[Point-per-instance localization data]
+ + +

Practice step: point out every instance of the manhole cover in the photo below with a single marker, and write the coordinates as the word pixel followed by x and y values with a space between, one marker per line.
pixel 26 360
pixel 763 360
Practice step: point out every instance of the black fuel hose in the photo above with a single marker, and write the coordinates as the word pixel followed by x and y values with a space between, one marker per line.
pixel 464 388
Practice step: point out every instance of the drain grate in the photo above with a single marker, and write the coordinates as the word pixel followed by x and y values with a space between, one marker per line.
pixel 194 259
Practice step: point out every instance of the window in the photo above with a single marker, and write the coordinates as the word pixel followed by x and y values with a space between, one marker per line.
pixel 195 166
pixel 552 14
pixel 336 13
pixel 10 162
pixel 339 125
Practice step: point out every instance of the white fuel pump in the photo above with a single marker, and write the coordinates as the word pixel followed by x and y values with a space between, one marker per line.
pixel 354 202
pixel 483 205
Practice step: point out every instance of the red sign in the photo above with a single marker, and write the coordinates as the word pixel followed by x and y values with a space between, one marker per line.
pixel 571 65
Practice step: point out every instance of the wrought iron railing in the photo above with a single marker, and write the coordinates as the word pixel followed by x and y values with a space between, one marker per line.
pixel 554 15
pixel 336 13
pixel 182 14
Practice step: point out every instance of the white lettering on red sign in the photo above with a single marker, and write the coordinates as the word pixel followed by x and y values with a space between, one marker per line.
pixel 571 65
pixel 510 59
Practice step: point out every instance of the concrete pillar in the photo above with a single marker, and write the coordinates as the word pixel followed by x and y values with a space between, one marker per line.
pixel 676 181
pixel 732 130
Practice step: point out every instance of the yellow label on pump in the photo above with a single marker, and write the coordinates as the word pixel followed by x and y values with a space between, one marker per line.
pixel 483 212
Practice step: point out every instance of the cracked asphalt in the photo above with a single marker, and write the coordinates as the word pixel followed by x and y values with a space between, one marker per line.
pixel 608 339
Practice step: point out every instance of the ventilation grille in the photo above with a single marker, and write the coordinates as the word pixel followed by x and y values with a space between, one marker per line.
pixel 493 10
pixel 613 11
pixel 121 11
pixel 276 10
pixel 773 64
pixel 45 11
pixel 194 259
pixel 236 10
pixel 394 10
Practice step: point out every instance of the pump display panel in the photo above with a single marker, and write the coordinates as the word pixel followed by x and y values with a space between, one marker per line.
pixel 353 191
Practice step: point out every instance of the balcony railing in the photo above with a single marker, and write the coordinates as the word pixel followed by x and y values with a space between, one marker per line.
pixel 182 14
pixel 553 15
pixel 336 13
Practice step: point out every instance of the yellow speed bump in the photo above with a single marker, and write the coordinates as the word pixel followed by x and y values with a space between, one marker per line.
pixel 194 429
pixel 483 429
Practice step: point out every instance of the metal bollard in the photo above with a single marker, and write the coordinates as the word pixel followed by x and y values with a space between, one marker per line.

+ + +

> **Problem to solve**: Please retype, without any change, the line containing "Practice step: point out every instance of the balcony" and every line after it to the end of the entries above, and only those.

> **Response to the task**:
Practice step: point out every instance of the balcony railing in the photo above with a single marker, and write the coordinates as the word pixel followed by x and y values with a space between, one marker per line.
pixel 182 14
pixel 553 15
pixel 336 13
Practice step: point out every instance of the yellow speed bump in the photo above with a single marker, and write the coordinates as the word pixel followed by x and y values with a space between, one marker per line.
pixel 194 429
pixel 483 429
Practice step: point out every instance of the metal bollard in the photo above with a single marker, and write the coordinates as the word pixel followed by x and y values with a space between, one marker per line.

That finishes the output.